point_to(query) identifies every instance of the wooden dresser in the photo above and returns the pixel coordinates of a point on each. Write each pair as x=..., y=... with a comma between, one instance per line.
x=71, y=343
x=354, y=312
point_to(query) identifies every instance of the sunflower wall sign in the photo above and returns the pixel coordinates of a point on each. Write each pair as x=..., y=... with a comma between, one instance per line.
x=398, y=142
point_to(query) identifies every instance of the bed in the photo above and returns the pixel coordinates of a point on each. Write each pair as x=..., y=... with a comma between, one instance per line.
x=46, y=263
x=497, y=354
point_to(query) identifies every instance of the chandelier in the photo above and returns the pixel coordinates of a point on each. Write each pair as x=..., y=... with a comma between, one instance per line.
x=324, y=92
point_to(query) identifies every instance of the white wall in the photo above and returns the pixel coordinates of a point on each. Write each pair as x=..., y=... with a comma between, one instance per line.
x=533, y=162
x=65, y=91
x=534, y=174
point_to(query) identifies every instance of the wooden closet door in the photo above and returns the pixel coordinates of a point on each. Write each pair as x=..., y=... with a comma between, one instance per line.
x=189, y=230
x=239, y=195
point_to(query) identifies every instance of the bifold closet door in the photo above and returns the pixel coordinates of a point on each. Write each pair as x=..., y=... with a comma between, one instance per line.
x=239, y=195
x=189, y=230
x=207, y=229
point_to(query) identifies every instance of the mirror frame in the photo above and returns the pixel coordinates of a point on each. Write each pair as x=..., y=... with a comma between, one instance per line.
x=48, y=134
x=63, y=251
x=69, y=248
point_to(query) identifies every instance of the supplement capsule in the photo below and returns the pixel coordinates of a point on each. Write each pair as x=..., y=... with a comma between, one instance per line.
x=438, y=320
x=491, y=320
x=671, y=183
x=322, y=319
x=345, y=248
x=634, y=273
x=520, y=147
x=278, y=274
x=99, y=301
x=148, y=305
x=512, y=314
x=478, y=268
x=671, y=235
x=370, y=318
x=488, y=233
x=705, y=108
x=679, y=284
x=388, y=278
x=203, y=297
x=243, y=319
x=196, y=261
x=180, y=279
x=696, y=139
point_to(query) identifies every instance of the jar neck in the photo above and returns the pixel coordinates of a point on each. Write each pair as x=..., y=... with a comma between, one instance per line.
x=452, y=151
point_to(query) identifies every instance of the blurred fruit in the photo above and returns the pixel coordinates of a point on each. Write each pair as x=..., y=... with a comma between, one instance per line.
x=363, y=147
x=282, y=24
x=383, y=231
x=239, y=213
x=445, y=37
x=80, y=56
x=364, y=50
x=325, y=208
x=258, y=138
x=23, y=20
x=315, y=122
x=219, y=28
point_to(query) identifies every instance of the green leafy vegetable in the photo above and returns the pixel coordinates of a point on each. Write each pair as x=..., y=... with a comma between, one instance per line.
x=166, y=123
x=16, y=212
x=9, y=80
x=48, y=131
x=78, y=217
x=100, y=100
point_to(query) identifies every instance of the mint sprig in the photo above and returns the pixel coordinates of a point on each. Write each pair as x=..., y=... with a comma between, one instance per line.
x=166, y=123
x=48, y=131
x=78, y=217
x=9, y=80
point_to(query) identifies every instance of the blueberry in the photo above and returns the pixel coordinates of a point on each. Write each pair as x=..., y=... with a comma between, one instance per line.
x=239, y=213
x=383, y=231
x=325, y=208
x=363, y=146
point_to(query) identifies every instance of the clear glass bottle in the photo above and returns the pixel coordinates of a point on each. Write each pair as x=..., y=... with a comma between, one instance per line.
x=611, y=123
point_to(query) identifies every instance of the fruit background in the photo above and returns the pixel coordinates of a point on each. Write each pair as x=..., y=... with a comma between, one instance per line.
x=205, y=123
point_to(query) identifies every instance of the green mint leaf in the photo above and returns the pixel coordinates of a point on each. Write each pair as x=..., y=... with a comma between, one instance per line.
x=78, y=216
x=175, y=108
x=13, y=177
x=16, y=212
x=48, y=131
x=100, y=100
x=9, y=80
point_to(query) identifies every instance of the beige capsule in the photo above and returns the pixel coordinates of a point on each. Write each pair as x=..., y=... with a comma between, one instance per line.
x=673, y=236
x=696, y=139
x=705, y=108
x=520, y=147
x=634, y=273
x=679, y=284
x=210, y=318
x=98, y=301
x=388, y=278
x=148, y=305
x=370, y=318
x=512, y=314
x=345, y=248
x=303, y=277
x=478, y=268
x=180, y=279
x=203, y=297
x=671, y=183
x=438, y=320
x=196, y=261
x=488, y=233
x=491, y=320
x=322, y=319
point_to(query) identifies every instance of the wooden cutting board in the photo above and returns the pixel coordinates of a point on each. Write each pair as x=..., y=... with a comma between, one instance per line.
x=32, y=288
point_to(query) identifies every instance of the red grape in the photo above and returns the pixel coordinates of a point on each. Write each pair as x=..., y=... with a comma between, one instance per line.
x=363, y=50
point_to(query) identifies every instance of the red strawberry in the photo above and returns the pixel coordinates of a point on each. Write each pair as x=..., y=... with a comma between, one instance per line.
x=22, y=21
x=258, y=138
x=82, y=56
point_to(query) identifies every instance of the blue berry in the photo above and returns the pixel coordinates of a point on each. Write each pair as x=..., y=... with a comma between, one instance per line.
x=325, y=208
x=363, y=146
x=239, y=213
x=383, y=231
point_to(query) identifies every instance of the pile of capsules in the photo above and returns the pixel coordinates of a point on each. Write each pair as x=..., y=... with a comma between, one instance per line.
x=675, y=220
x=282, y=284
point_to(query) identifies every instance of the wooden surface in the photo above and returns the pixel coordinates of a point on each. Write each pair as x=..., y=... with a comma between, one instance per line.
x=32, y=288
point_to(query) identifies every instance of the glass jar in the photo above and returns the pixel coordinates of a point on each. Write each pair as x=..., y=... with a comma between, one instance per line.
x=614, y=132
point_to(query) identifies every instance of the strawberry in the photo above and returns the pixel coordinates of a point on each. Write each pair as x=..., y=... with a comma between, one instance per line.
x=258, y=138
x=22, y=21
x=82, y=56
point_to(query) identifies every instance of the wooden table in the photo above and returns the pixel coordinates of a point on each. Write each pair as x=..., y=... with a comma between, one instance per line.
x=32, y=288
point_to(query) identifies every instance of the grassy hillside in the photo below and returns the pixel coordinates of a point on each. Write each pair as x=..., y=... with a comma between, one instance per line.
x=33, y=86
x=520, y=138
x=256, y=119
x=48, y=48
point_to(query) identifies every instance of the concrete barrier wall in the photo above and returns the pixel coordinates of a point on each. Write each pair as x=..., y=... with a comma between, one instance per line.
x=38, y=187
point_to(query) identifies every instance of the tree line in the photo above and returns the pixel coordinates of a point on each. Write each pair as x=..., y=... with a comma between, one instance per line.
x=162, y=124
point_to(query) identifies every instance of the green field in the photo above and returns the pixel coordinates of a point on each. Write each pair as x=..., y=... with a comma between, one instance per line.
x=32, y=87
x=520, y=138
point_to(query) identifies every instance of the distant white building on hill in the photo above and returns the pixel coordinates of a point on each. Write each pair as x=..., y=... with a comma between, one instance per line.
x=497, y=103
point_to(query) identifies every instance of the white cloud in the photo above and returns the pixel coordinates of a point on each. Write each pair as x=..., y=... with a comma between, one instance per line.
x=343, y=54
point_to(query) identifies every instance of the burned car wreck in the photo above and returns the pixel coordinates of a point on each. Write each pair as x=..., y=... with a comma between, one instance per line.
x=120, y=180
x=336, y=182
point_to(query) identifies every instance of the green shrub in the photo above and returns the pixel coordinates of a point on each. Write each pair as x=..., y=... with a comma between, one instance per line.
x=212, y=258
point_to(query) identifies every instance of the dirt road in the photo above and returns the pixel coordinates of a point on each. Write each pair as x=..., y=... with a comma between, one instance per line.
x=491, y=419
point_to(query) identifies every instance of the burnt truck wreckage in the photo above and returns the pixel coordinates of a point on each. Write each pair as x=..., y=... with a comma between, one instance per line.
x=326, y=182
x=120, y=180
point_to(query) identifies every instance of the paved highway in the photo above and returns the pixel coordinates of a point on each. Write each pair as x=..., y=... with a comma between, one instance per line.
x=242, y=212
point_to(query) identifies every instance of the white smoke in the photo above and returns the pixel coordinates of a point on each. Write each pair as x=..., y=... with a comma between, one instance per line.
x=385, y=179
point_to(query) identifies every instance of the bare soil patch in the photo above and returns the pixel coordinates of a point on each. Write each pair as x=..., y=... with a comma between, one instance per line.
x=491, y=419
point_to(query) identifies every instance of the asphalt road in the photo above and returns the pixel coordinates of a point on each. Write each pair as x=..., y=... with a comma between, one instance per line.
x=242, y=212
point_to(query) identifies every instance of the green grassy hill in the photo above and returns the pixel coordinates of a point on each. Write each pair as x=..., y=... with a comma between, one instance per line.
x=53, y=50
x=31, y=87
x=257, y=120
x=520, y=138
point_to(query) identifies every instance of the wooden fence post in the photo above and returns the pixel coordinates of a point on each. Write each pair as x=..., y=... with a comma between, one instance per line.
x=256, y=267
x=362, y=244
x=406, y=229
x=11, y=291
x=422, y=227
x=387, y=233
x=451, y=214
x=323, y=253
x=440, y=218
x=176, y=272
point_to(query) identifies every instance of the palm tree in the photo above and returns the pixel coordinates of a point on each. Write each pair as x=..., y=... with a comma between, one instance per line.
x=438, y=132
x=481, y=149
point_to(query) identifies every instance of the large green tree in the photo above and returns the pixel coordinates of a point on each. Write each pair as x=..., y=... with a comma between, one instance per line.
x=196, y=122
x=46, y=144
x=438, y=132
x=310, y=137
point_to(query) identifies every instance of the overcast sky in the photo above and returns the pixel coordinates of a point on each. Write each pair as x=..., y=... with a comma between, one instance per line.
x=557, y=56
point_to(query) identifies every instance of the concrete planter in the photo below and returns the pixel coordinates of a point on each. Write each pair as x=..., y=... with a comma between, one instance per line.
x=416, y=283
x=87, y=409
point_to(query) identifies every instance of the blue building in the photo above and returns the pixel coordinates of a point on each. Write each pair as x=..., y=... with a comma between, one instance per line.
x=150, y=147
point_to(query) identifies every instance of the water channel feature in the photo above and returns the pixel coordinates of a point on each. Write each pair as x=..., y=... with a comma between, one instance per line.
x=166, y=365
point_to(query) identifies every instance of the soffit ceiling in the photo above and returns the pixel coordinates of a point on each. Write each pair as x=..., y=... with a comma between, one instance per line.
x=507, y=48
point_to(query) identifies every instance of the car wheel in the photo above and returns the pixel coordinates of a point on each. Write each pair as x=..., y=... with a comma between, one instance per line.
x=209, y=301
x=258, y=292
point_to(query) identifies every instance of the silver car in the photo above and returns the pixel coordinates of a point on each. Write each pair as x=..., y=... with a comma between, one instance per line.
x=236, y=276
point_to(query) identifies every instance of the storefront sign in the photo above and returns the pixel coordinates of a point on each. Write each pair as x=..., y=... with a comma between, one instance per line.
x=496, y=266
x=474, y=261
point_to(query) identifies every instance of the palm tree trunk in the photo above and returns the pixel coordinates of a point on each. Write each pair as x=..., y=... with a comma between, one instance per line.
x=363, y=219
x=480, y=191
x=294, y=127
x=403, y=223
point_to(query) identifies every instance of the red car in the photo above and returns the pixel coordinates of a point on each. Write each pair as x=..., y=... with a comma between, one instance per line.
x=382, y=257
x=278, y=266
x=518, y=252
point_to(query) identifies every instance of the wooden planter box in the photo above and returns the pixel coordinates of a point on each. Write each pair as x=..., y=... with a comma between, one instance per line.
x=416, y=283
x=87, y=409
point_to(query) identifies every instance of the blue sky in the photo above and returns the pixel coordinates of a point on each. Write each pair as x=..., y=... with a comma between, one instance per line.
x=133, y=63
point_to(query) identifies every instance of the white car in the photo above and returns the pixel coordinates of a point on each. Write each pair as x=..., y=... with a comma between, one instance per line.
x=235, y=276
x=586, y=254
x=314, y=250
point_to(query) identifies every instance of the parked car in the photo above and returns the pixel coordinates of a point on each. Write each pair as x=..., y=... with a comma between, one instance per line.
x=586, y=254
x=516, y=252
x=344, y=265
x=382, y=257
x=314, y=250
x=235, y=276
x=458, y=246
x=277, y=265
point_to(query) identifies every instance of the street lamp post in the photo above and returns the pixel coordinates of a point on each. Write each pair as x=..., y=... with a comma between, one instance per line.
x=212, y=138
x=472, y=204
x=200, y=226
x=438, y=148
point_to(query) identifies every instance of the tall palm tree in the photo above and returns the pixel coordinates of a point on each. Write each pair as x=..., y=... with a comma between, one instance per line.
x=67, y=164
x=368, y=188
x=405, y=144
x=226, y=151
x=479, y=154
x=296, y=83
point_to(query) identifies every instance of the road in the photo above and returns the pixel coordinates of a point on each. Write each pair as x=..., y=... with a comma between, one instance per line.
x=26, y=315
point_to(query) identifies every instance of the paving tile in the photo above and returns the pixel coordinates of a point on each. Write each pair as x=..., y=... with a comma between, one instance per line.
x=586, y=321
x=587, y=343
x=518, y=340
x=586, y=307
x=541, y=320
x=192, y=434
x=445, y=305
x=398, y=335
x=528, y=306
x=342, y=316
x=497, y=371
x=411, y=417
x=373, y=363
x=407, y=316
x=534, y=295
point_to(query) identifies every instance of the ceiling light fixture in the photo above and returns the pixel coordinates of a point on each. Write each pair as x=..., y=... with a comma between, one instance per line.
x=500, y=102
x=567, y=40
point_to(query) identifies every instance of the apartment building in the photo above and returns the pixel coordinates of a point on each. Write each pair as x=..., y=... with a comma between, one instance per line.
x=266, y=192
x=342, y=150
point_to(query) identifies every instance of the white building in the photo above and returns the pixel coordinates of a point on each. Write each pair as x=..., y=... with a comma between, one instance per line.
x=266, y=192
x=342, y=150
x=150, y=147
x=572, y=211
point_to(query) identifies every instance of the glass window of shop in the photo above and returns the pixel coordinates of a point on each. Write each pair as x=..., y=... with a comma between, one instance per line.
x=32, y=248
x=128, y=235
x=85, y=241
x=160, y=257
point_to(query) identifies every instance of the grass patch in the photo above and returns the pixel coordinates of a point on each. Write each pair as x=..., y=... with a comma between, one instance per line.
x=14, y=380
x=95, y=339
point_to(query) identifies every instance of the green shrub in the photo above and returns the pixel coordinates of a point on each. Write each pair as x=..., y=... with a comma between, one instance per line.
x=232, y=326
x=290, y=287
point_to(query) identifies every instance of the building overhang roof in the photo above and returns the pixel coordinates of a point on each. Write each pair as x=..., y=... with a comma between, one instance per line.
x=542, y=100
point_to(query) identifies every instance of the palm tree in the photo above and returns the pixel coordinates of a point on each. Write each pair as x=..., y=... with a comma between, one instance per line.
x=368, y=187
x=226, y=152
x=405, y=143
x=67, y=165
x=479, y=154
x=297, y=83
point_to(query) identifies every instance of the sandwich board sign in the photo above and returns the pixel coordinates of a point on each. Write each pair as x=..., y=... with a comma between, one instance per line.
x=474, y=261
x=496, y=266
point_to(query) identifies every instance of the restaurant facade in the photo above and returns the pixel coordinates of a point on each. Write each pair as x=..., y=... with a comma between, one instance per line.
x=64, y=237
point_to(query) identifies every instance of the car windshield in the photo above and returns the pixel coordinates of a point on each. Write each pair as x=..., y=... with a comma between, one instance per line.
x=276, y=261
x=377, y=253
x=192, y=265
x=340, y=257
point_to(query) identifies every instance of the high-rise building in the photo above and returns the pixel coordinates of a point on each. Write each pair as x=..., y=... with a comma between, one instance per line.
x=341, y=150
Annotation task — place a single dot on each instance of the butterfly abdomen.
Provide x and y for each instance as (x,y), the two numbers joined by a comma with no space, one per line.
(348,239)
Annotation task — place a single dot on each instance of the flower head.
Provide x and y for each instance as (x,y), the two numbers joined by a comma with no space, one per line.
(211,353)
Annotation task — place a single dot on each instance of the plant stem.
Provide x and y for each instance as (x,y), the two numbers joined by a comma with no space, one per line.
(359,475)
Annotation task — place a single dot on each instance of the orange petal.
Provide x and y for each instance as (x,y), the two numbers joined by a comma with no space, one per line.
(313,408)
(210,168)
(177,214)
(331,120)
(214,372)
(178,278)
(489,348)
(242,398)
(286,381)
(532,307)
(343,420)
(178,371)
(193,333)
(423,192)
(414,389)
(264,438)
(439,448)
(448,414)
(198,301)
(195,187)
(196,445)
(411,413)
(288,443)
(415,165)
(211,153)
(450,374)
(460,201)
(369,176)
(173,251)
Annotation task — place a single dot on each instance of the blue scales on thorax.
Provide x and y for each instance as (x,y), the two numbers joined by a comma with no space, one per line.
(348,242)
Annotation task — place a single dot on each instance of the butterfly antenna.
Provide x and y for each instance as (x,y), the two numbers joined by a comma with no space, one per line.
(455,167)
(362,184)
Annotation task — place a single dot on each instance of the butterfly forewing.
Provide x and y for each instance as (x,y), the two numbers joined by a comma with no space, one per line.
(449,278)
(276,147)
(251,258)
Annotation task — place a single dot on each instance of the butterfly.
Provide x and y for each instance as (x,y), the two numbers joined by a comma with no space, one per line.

● ● ● ● ●

→ **DESCRIPTION OF THE TASK**
Only the lines from the one containing "the flower head." to the end of the data should be printed, exactly as they stand.

→ **RESULT OF THIS TASK**
Annotation task — place a single dot on each instance of the flower head.
Provide x and y for each instance as (x,y), the two numbers joined by a comma with no space, one per line.
(211,353)
Annotation task — place a single dot on each instance of the plant stem.
Provide x and y for each instance as (x,y), the two numbers joined by a comma with no space, one per line.
(359,475)
Annotation task — place a single dot on each instance of the orange petal.
Provide x and y for each instance as (x,y), the two numbers joined by a comma with no space, one per line.
(313,408)
(210,168)
(177,214)
(331,120)
(214,372)
(178,278)
(489,348)
(242,398)
(286,381)
(532,307)
(343,420)
(178,371)
(193,333)
(423,192)
(414,389)
(264,438)
(439,448)
(448,414)
(198,301)
(195,187)
(196,445)
(411,413)
(288,443)
(415,165)
(211,153)
(450,374)
(460,201)
(369,176)
(173,251)
Annotation task — place a single dot on each instance of the blue scales on thorax.
Provide x and y for each instance as (x,y), the two numbers joined by a comma with no space, one per line.
(348,242)
Annotation task — place a single dot on each instance of the butterfly antenna.
Provide x and y for each instance as (x,y), the two numbers joined by a comma with no space, one per line.
(455,167)
(362,184)
Annotation task — place a single dot on each instance of the butterfly forewing.
Provide x and y for each instance as (x,y), the two numbers joined by a comma with no space, one per line.
(449,278)
(276,147)
(251,258)
Annotation task — place a single dot on each instance of the butterfly.
Provide x and y for each instance as (x,y), the two numbers joined by a comma with no space, one per line.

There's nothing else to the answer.